§ **What this task involves**: Look below for the line containing "In the photo above, where can the wet"; from there, print each line exactly up to and including the line containing "In the photo above, where can the dark", and stop.

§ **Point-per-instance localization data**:
────────

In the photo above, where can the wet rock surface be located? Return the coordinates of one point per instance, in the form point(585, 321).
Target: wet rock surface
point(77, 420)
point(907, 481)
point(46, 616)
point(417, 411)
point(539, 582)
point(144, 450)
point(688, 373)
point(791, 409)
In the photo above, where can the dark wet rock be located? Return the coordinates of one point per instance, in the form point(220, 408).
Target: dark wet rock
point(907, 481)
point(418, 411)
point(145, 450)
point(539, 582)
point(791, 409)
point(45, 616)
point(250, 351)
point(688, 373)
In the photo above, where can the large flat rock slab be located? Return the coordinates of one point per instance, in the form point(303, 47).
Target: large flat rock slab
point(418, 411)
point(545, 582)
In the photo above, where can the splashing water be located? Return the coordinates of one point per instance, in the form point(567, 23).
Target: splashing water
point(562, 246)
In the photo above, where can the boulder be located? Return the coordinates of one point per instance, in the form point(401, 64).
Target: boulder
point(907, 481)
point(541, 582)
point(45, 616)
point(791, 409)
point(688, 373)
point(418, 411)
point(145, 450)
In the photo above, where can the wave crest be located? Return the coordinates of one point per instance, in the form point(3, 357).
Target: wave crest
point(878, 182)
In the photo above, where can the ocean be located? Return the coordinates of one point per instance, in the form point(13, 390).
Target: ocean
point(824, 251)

────────

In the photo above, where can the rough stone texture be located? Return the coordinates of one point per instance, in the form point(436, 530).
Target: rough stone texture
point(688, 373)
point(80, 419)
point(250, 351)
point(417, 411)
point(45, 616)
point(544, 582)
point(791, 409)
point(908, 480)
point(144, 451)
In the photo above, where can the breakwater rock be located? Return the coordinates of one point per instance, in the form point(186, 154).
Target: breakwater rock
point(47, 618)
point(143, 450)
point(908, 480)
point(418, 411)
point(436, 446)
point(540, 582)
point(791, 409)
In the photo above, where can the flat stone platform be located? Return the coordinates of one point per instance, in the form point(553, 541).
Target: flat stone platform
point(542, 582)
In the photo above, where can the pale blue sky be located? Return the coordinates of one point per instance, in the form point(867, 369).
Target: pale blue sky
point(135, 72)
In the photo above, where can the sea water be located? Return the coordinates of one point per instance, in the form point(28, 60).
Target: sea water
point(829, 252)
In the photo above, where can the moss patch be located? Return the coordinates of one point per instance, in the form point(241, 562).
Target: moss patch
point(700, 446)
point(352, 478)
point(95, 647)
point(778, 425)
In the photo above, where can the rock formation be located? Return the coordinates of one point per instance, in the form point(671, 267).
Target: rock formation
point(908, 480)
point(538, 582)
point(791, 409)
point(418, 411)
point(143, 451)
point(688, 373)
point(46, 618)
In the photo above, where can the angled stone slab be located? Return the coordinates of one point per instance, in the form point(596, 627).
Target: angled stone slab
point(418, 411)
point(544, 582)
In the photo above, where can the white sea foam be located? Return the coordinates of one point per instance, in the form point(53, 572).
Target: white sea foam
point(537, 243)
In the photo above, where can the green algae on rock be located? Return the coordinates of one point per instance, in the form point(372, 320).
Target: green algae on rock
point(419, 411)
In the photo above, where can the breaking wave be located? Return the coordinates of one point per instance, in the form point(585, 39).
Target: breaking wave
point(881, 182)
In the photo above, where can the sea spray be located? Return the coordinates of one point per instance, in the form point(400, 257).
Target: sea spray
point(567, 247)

────────

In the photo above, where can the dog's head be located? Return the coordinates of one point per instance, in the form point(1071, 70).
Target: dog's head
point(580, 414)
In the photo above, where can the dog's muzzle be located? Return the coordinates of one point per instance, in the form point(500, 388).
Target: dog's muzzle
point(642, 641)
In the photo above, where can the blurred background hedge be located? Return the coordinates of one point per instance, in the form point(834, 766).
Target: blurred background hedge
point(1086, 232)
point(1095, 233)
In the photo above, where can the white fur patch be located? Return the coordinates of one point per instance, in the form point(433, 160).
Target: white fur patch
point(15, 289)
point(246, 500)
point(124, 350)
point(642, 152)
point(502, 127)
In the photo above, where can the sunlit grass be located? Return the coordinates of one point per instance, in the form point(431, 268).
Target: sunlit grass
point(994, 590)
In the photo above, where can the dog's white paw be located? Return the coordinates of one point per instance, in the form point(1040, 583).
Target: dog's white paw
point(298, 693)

────────

§ **Solution**:
In the photo above, where can the wet rock surface be located? Return the coordinates of one point per instance, in the form point(585, 321).
Target: wet rock surface
point(77, 420)
point(907, 481)
point(46, 616)
point(417, 411)
point(539, 582)
point(144, 450)
point(688, 373)
point(791, 409)
In the photo above, where can the dark wet rock be located? Return the coordinates of one point per instance, in the form point(220, 408).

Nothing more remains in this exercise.